Activity 1: Translate this sentence from the piece on panic attacks into Spanish: "The room of your imagination is the place where panic attacks grow and flourish."
Activity 2: Summarize the piece on panic attacks in two sentences.
Activity 3: Write what comes next in the piece on panic attacks, picking up after its final sentence.

Text shown:
Panic Attacks
Are you prone to panic attacks?
Have you ever felt the creepy sensations of anxiety crawl all over you, or felt your heart beating so fast that it feels like it wants to burst out of your chest? Perhaps you have felt faint and unable to breathe, with pains in your chest, and believed that you may be having a heart attack.
Maybe you are often nervous and on edge, made worse when your mind is suddenly filled with upsetting thoughts and all kinds of irrational fears. Sensations of tingling and shaking in the body can also add fuel to the fire, making you feel as if you have completely lost control.
If you have experienced any of these feelings – then yes, you may certainly be prone to panic attacks.
What is a panic attack?
A panic attack is best described as a series of physical feelings brought about by fearful thoughts which we have usually created ourselves. It is mainly triggered by anxiety, negativity, unresolved trauma, and a baggage-load of bad memories lurking in the subconscious mind.
Irrational fears can become a serious drawback in your life. It has the potential to erode your confidence, prevent you from having successful relationships, getting a better job, and hinder you from breaking destructive habits in your life.
Panic attacks happen without warning, and the feeling of being powerless to overcome the distressing symptoms, or even to regain control of your emotions, is considered to be the worst feeling of all.
You may even begin to wonder if you might actually be mentally ill. However mental health experts are in agreement that panic or anxiety is in no way classified as a mental illness.
Why do panic attacks happen and how do they grow?
Panic attacks happen because we allow them to happen, mainly by surrendering control and logic to the imagination. Your imagination becomes your enemy, imbedding fears, negativity, and poor behavioral responses into the subconscious mind - which only fuels anxiety into the conscious mind.
The room of your imagination is the place where panic attacks grow and flourish. The imagination is supposed to be the place where you dream, make plans, and where hope for the future is born. It is supposed to be a comfort zone, but for many folk in this age of anxiety, the imagination has become over-shadowed by fearful, anxious thoughts, which conspire to steal the joy from your life.
Panic attacks develop like waves in the sea. They build up to a peak, then unexpectedly crash down catapulting you into a headlong anxiety rush, before receding again – leaving you bruised and battered.

Point localization data:
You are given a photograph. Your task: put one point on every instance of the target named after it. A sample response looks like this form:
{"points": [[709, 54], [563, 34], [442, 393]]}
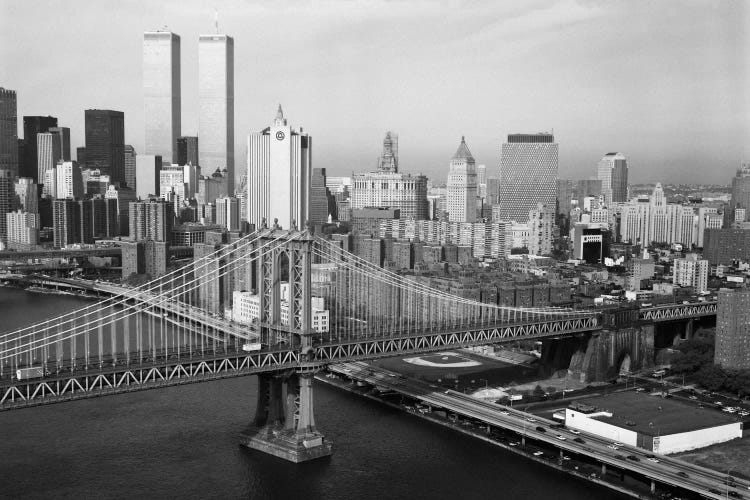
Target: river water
{"points": [[182, 442]]}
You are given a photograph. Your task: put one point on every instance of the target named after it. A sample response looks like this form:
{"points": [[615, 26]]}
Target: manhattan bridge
{"points": [[166, 332]]}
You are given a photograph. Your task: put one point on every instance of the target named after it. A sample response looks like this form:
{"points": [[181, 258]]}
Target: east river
{"points": [[182, 442]]}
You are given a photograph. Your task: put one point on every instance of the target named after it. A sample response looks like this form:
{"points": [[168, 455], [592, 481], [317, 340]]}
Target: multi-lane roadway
{"points": [[658, 468]]}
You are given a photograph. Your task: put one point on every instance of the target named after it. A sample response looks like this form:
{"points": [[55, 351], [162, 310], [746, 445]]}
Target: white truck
{"points": [[29, 373]]}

Reply 1: La habitación de tu imaginación es el lugar donde los ataques de pánico crecen y florecen.

Reply 2: A panic attack is a series of physical feelings brought on by fearful thoughts, triggered mainly by anxiety, negativity, unresolved trauma and bad memories in the subconscious mind, and mental health experts agree that panic or anxiety is not a mental illness. Such attacks happen when control and logic are surrendered to the imagination, where they grow and then build like waves to a peak before crashing down and receding.

Reply 3:
Fortunately, a panic attack and the worrying symptoms, cannot physically harm you. There are also great mechanisms available to help you cope with panic attacks.
Coping with panic attacks.
Although antidepressant and anti-anxiety meds have a role to play, they deal mostly with the symptoms, and seldom, if ever, get to the root cause of the problem. Experts in the field of panic attacks suggest that hypnotherapy is the best way to go towards empowering yourself to gaining control of your emotions. Your thought patterns and the way you react to negative emotions and situations, play a big role in your behavioural response. The first step in the healing process will be a complete change of mindset.
How hypnotherapy works.
Hypnosis accesses the subconscious mind when you are in a relaxed state. The therapist is then able to investigate the reason for the anxious and negative thoughts, as well any traumatic baggage which you may be carrying with you which has not been resolved.
You will benefit in the following ways:
· Develop a new positive mindset, infused with confidence and a feeling of calm.
· Learn that what you fear is mostly irrational and may never happen.
· Taught to practise positive, encouraging thoughts that cause fear, to be replaced by thoughts of optimism, hope, and courage.
· The therapist will identify unresolved bad memories which are holding you back and fuelling anxiety, and help you to institute a healing process from those memories.
· Help you to make a determined effort to always live in the moment – in the now, and not to focus on a traumatic past, or an uncertain future.
Panic attacks can be overcome, when you accept that they cannot harm you physically, and subscribe to the fact that yesterday is gone, and tomorrow is a dream, so all you have is the now.
Hypnotherapy can give you a new mindset enabling you to move forward without the worry of panic attacks attacking you.